Extract provided:
* * * * * * * * *

1.1 Vigor & Vitality Ltd., (referred to as v&v) its successors and assigns or any person acting on behalf of and with the authority of Vigor & Vitality
1.2 “Client” means the person/s buying the Goods as specified in any invoice, document or order, and if there is more than one Client is a reference to
each Client jointly and severally.
1.3 “goods” all Goods or Services supplied by v&v to the Client at the Client from time to time (where the context so permits the terms ‘Goods’ or
‘Services’ shall be interchangeable for the other).
1.4 ‘Price’ means the Price payable for the Goods as agreed between v&v and the Client in accordance with clause 4 below.
2.1 The Client is taken to have exclusively accepted and is immediately bound, jointly and severally, by these terms and conditions if the Client places an
order for or accepts delivery of the Goods.
2.2 These terms and conditions may only be amended with consent in writing and shall prevail to the extent of any inconsistency with any other
document or agreement between the Client and v&v.
3. Change in Control
3.1 The Client shall give v&v not less than fourteen (14) days prior written notice of any proposed change of ownership of the Client and/or any other
change in the Client’s details (including but not limited to, change in the Client’s name, address, contact phone or fax number/s, or business practice).
The Client shall be liable for any loss incurred by v&v as a result of the Client’s failure to comply with this clause.
4. Price and Payment
4.1 At v&vs’ sole discretion the Price shall be either:
(a) as indicated on any invoice provided by v&v to the Client; or
(b) quoted price (subject to clause 4.2) which will be valid for the period stated in the quotation or otherwise for a period of thirty (30) days.
4.2 v&v reserves the right to change the Price if a variation to v&vs’ quotation is requested.
4.3 At v&vs’ sole discretion a non-refundable deposit may be required.
4.4 Time for payment for the Goods being of the essence, the Price will be payable by the Client on the date/s determined by v&v, which may be:
(a) on delivery of the Goods;
(b) before delivery of the Goods;
(c) for certain approved Client
(d) DEFAULT! Please pay your first order before dispatch
– Orders up to $500 within 7 days, &
– Orders over $500 within 14 days
(e) the date specified on any invoice or other form as being the date for payment; or
(f) failing any notice to the contrary, the date which is seven (7) days following the date of any invoice given to the Client by v&v.
4.5 Payment may be made by electronic/on-line banking, credit card (through on-line account upon request), or by any other method as agreed to between the Client and v&v.
4.6 Unless otherwise stated the Price does not include GST. In addition to the Price the Client must pay to v&v an amount equal to any GST v&v must
pay for any supply by v&v under this or any other agreement for the sale of the Goods. The Client must pay GST, without deduction or set off of any
other amounts, at the same time and on the same basis as the Client pays the Price. In addition the Client must pay any other taxes and duties that may be
applicable in addition to the Price except where they are expressly included in the Price.
5. Delivery of Goods
5.1 Delivery (‘Delivery’) of the Goods is taken to occur at the time that v&v (or nominated carrier) delivers the Goods to the Client’s nominated address.

* * * * * * * * *

Written exercise A:
Copy every row below exactly as it appears, leaving out the picture.

Material to process:

* * * * * * * * *

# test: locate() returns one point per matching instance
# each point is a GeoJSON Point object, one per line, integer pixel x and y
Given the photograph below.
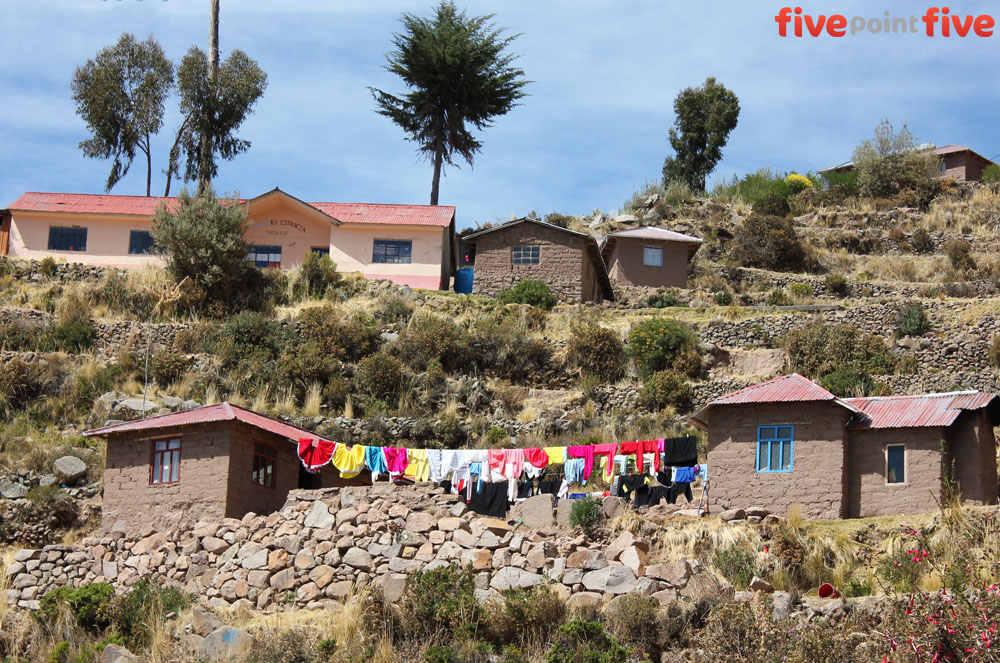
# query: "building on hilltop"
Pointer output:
{"type": "Point", "coordinates": [568, 261]}
{"type": "Point", "coordinates": [648, 256]}
{"type": "Point", "coordinates": [789, 441]}
{"type": "Point", "coordinates": [411, 245]}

* * * * * * * * *

Written exercise B:
Pick up the terms and conditions above where they end, and keep writing.

Expected output A:
# test: locate() returns one point per matching instance
# each point is a GeoJSON Point object, one per line, integer pixel x and y
Given the photograph below.
# query: "building on hilltop"
Pointer output:
{"type": "Point", "coordinates": [568, 261]}
{"type": "Point", "coordinates": [648, 256]}
{"type": "Point", "coordinates": [789, 441]}
{"type": "Point", "coordinates": [411, 245]}

Expected output B:
5.2 At v&vs’ sole discretion the cost of delivery is in addition to the Price.
5.3 The Client must take delivery by receipt or collection of the Goods whenever they are tendered for delivery. In the event that the Client is unable to take delivery of the Goods as arranged then v&v shall be entitled to charge a reasonable fee for redeliver and/or storage.
5.4 v&v may deliver the Goods in separate installments. Each separate installment shall be invoiced and paid in accordance with the provisions in these terms and conditions.
5.5 Any time or date given by v&v to the Client is an estimate only. The Client must still accept delivery of the Goods even if late and v&v will not be
liable for any loss or damage incurred by the Client as a result of the delivery being late.
6.1 Risk of damage to or loss of the Goods passes to the Client on Delivery and the Client must insure the Goods on or before Delivery.
6.2 If any of the Goods are damaged or destroyed following delivery but prior to ownership passing to the Client, v&v is entitled to receive all insurance
proceeds payable for the Goods. The production of these terms and conditions by v&v is sufficient evidence of rights to receive the insurance proceeds
without the need for any person dealing with v&v to make further enquiries.
6.3 If the Client requests v&v to leave Goods outside v&vs’ premises for collection or to deliver the Goods to an unattended location then such Goods
shall be left at the Client ‘s sole risk.
7.1 v&v and the Client agree that ownership of the Goods shall not pass until:
(a) the Client has paid v&v all amounts owing to v&v; and
(b) the Client has met all of its other obligations to v&v.
7.2 Receipt by v&v of any form of payment other than cash shall not be deemed to be payment until that form of payment has been honoured, cleared or
7.3 It is further agreed that:
(a) until ownership of the Goods passes to the Client in accordance with clause 7.1 that the Client is only a bailee of the Goods and must return the
Goods to v&v on request.
(b) the Client holds the benefit of the Client’s insurance of the Goods on trust for v&v and must pay to v&v the proceeds of any insurance in the event of
the Goods being lost, damaged or destroyed.
(c) the Client must not sell, dispose, or otherwise part with possession of the Goods other than in the ordinary course of bu siness and for market value. If
the Client sells, disposes or parts with possession of the Goods then the Client must hold the proceeds of any such act on trust for v&v and must pay or
deliver the proceeds to v&v on demand.
(d) the Client should not convert or process the Goods or intermix them with other goods but if the Client does so then the Client holds the resulting
product on trust for the benefit of v&v and must sell, dispose of or return the resulting product to v&v as it so directs.
(e) the Client irrevocably authorises v&v to enter any premises where v&v believes the Goods are kept and recover possession of the Goods.
(f) v&v may recover possession of any Goods in transit whether or not delivery has occurred.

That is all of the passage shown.